**Instruction:** Please state where the text on French knife law says such knives must be placed when carried in a vehicle.

**Extracted text:**
━━━━
In France, any knife of any blade length with a fixed blade, or a folding blade with a locking system, falls into unregulated Category D weapon (armes de catégorie D en vente libre). Unregulated category D weapons may be legally purchased if over 18 years of age, but they may not be carried on one's person, unless carried "for good reason", for example, as part of the tools of one's profession. If carried in a vehicle, such knives must be placed in a secure, locked compartment not accessible to the vehicle occupants. In addition, French law provides that authorities may classify any knife as a prohibited item depending upon circumstances and the discretion of the police or judicial authorities. Although "reasonable size" knives are tolerated in most circumstances, authorities may summarily confiscate them. Knives, whether they are fixed-blade or folding with a locking system, are also considered objects that can constitute a dangerous weapon for public safety, including types such as disguised knives, daggers, and knife-daggers.
━━━━
**Stored data:**

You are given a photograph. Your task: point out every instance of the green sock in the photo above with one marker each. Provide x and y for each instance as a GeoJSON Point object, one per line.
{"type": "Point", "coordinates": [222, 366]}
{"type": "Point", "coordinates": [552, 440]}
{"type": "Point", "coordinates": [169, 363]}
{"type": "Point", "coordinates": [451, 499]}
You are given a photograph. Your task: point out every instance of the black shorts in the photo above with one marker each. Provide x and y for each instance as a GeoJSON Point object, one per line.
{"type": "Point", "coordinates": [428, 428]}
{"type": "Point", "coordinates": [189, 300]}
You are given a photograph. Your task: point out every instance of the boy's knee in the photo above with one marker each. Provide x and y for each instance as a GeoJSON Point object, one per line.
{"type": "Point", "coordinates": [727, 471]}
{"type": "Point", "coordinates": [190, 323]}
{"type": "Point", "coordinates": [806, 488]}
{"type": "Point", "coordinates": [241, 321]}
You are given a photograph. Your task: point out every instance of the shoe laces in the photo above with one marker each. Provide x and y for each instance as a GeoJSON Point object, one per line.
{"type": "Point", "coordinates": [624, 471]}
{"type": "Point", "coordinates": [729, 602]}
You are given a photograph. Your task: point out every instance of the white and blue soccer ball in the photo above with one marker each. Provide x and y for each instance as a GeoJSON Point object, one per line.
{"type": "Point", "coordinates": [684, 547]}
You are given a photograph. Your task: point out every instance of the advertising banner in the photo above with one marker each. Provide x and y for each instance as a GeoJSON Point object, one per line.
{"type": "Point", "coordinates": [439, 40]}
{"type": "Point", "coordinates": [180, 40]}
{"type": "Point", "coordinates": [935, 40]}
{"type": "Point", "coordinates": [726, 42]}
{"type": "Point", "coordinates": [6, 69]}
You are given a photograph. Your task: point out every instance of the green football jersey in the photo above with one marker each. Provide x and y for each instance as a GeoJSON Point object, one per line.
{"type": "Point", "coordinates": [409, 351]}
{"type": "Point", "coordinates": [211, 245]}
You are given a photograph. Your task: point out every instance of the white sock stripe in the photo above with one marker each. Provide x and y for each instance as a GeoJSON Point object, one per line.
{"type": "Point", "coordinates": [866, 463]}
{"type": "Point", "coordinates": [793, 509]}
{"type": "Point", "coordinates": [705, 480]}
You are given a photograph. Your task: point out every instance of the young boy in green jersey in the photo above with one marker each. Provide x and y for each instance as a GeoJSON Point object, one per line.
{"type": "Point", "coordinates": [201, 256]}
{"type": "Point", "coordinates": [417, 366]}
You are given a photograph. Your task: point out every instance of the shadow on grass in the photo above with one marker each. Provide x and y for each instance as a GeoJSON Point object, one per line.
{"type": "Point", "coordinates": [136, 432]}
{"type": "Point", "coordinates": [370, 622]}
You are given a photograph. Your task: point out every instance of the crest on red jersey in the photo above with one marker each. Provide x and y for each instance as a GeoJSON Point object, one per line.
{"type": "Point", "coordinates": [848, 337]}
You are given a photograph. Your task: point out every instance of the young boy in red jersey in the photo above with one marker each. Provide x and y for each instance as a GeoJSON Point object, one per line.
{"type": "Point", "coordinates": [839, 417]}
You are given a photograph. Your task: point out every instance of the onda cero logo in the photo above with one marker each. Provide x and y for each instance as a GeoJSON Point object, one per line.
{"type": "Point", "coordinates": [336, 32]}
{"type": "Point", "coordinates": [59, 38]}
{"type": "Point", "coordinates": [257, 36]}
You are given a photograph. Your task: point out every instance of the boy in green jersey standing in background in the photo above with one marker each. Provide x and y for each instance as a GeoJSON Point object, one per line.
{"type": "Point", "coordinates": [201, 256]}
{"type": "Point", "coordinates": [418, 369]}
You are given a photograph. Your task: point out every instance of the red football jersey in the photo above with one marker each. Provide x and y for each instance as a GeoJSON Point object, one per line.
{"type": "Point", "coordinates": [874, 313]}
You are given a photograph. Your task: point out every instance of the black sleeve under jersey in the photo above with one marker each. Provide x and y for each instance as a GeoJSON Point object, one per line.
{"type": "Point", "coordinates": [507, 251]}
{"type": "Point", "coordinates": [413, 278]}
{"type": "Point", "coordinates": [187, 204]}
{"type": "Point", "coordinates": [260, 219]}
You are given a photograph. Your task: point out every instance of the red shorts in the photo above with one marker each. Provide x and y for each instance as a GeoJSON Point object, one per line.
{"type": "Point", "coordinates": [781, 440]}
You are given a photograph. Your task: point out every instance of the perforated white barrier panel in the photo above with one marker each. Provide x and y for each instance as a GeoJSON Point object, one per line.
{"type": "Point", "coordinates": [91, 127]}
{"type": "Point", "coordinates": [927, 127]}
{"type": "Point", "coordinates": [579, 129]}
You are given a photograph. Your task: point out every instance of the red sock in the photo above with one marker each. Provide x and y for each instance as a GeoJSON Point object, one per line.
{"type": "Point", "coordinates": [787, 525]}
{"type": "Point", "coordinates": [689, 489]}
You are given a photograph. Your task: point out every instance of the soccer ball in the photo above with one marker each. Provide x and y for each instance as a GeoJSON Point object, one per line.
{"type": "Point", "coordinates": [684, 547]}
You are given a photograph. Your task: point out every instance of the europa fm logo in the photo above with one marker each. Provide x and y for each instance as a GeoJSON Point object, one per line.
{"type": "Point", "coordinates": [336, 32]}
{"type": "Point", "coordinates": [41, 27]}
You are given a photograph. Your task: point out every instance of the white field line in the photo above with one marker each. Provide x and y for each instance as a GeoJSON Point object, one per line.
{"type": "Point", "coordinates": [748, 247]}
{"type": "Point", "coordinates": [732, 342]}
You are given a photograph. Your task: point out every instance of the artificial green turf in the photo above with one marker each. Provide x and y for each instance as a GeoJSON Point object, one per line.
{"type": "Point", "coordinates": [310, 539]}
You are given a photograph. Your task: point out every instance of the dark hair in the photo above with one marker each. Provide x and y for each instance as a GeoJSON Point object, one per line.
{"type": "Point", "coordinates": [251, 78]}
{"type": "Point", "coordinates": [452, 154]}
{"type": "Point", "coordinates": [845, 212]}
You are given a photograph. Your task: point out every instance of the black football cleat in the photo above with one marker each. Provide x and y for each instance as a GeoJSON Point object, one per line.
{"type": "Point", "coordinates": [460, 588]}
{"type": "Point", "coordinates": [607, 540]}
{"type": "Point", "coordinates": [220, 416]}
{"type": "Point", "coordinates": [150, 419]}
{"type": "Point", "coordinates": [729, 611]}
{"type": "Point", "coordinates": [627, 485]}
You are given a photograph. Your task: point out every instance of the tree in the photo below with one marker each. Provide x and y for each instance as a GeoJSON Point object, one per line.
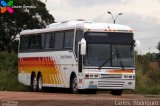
{"type": "Point", "coordinates": [22, 18]}
{"type": "Point", "coordinates": [158, 47]}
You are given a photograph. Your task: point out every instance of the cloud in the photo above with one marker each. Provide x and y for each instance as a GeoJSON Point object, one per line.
{"type": "Point", "coordinates": [142, 15]}
{"type": "Point", "coordinates": [80, 3]}
{"type": "Point", "coordinates": [146, 28]}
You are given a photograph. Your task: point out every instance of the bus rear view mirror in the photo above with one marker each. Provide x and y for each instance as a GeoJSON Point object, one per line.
{"type": "Point", "coordinates": [83, 47]}
{"type": "Point", "coordinates": [138, 47]}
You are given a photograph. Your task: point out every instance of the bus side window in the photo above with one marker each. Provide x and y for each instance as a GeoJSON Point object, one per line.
{"type": "Point", "coordinates": [43, 40]}
{"type": "Point", "coordinates": [79, 35]}
{"type": "Point", "coordinates": [32, 40]}
{"type": "Point", "coordinates": [59, 37]}
{"type": "Point", "coordinates": [68, 42]}
{"type": "Point", "coordinates": [48, 35]}
{"type": "Point", "coordinates": [38, 44]}
{"type": "Point", "coordinates": [52, 40]}
{"type": "Point", "coordinates": [24, 42]}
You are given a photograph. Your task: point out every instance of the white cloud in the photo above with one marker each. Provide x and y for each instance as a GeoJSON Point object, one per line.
{"type": "Point", "coordinates": [142, 15]}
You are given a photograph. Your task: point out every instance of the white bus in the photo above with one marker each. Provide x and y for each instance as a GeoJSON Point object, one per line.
{"type": "Point", "coordinates": [79, 55]}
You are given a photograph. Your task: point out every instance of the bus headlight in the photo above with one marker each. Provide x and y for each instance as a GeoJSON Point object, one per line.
{"type": "Point", "coordinates": [130, 76]}
{"type": "Point", "coordinates": [92, 76]}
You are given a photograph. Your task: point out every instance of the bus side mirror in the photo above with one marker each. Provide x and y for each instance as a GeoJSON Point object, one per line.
{"type": "Point", "coordinates": [138, 47]}
{"type": "Point", "coordinates": [83, 47]}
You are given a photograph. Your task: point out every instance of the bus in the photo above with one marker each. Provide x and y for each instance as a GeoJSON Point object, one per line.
{"type": "Point", "coordinates": [79, 55]}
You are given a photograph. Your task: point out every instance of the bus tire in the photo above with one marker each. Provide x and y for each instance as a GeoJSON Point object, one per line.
{"type": "Point", "coordinates": [34, 83]}
{"type": "Point", "coordinates": [117, 92]}
{"type": "Point", "coordinates": [74, 85]}
{"type": "Point", "coordinates": [40, 83]}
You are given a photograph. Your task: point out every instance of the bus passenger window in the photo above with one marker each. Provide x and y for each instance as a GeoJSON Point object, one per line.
━━━━
**Result of the exercise:** In a secure, locked compartment not accessible to the vehicle occupants.